→ **TEXT PASSAGE**
* * * *

Optimizing Large Language Models (LLMs) for ICU Readmission Prediction

Leveraging structured and unstructured healthcare data to train personalized machine learning models —PubMedBERT, and ensemble approaches — for accurate and equitable ICU Readmission predictions across underrepresented populations.

Serves as a foundational step toward fair and personalized medical AI. Code file, Presentation Slides

Audience
Over 45 industry and academic leaders, across;

  • Bristol Myers Squibb Pharmaceutical,

  • Montclair State University &

  • Rutgers University

Overview:
This project applied state-of-the-art natural language processing and machine learning methods to predict ICU readmissions. My primary goal was to personalize care for underrepresented groups—especially Black, Hispanic, and White patients—by fine-tuning clinical language models on real-world EHR data.

* * * *

Collected data:
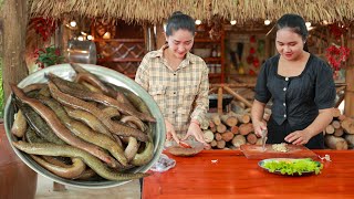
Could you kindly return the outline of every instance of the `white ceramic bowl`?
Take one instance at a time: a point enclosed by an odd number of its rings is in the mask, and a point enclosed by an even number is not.
[[[137,96],[139,96],[148,106],[150,114],[156,118],[156,123],[153,125],[153,132],[154,132],[154,157],[153,159],[140,167],[135,167],[134,169],[131,170],[131,172],[145,172],[149,170],[149,168],[158,160],[163,149],[164,149],[164,143],[165,143],[165,137],[166,137],[166,130],[165,130],[165,123],[164,123],[164,117],[153,100],[153,97],[137,83],[135,83],[133,80],[128,78],[127,76],[113,71],[107,67],[98,66],[98,65],[93,65],[93,64],[81,64],[85,70],[90,71],[91,73],[97,75],[102,81],[111,83],[113,85],[117,86],[123,86],[126,87],[127,90],[132,91],[135,93]],[[44,77],[45,73],[54,73],[58,76],[61,76],[66,80],[71,80],[74,75],[75,72],[74,70],[70,66],[70,64],[59,64],[59,65],[53,65],[50,67],[45,67],[41,71],[38,71],[24,80],[22,80],[18,86],[19,87],[24,87],[27,85],[33,84],[33,83],[45,83],[48,80]],[[12,142],[17,140],[17,138],[11,134],[11,126],[13,124],[13,115],[14,115],[14,107],[11,104],[11,98],[10,96],[7,101],[6,107],[4,107],[4,127],[7,132],[7,136],[9,139],[9,143],[15,154],[21,158],[21,160],[27,164],[31,169],[37,171],[40,175],[43,175],[44,177],[58,181],[63,185],[69,185],[69,186],[75,186],[80,188],[108,188],[108,187],[116,187],[119,185],[123,185],[127,181],[112,181],[112,180],[102,180],[102,181],[77,181],[77,180],[71,180],[71,179],[65,179],[58,177],[56,175],[44,169],[42,166],[38,165],[28,154],[22,153],[21,150],[18,150],[13,145]]]

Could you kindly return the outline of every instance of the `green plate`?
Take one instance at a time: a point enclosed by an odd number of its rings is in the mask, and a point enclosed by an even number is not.
[[[268,172],[271,172],[271,174],[277,174],[277,175],[284,175],[284,176],[309,176],[309,175],[313,175],[315,174],[314,170],[302,170],[301,172],[293,172],[293,174],[282,174],[281,170],[274,170],[274,171],[271,171],[269,168],[266,168],[264,167],[264,164],[266,163],[269,163],[269,161],[289,161],[289,163],[294,163],[294,161],[299,161],[299,160],[303,160],[304,158],[270,158],[270,159],[263,159],[263,160],[260,160],[258,163],[258,166],[261,167],[262,169],[267,170]],[[317,168],[321,170],[321,166],[322,164],[320,161],[315,161],[315,160],[312,160],[309,158],[309,160],[311,161],[314,161],[317,166]]]

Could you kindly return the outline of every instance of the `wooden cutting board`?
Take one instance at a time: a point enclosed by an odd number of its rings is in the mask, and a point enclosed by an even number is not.
[[[259,145],[241,145],[240,149],[248,159],[268,158],[316,158],[317,155],[305,146],[287,145],[288,151],[275,151],[272,145],[266,145],[266,151]]]

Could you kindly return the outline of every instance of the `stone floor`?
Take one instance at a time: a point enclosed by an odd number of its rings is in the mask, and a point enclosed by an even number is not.
[[[114,188],[106,189],[82,189],[65,186],[64,191],[53,191],[53,181],[38,175],[35,199],[139,199],[139,180],[133,180]]]

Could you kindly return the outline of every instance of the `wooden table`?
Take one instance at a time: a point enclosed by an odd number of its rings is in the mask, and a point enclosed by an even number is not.
[[[144,179],[142,196],[156,198],[354,198],[354,150],[329,154],[320,175],[289,177],[264,171],[239,150],[204,150],[175,157],[176,167]],[[217,160],[212,163],[211,160]]]

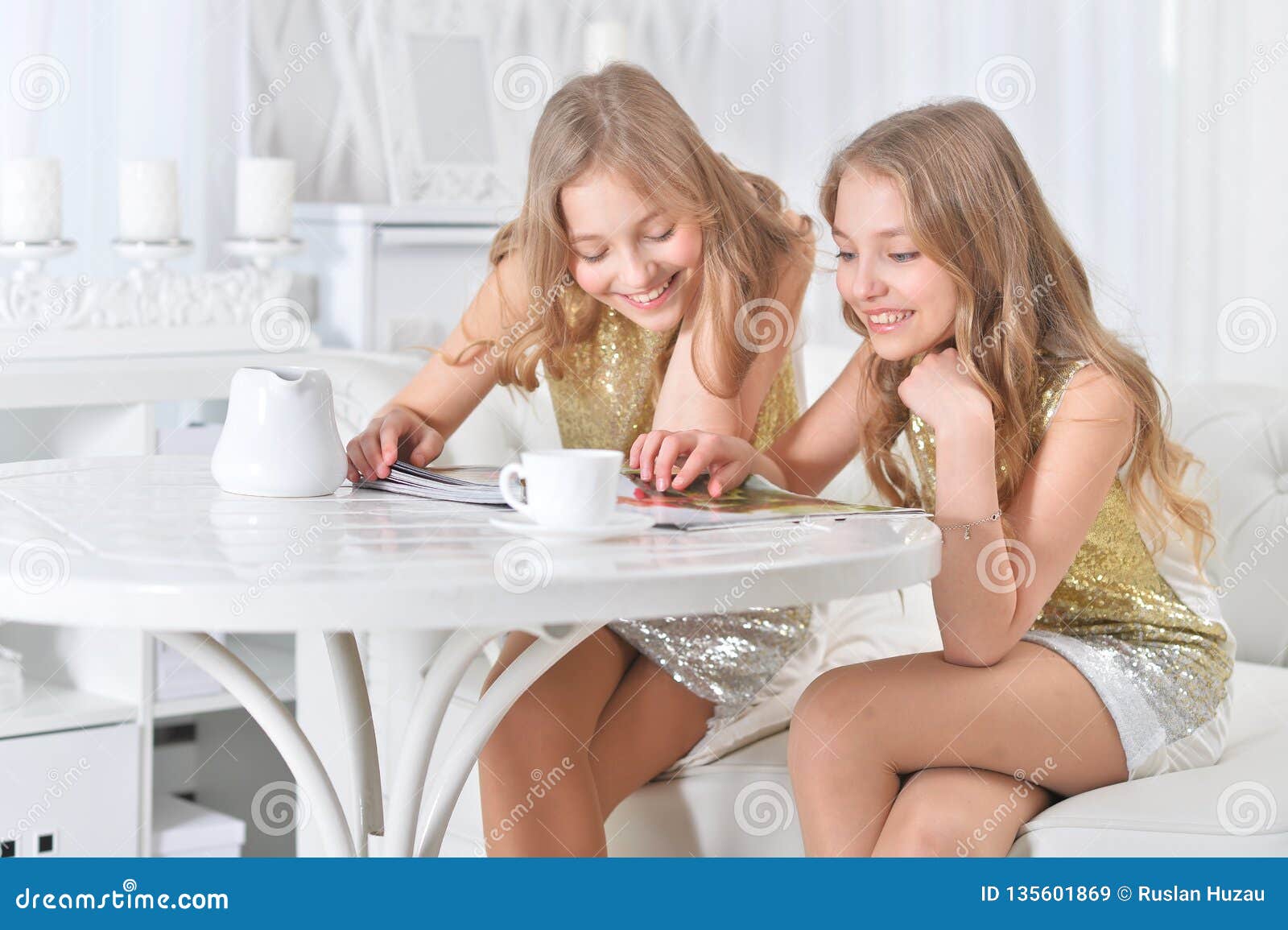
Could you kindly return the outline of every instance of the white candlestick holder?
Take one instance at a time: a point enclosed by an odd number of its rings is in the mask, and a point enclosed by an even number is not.
[[[131,241],[112,240],[112,249],[122,259],[137,261],[148,274],[161,270],[173,259],[182,259],[192,251],[192,240]]]
[[[238,259],[247,259],[256,269],[267,272],[273,267],[273,261],[287,255],[295,255],[304,250],[303,240],[292,240],[287,236],[274,240],[254,238],[228,238],[224,240],[224,251]]]
[[[15,277],[35,277],[44,272],[50,259],[76,251],[75,240],[45,240],[43,242],[0,242],[0,258],[18,263]]]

* * * *

According to the text on ICU readmission prediction, how many industry and academic leaders made up the audience?

→ **OUTPUT FOR THIS TASK**
Over 45 industry and academic leaders.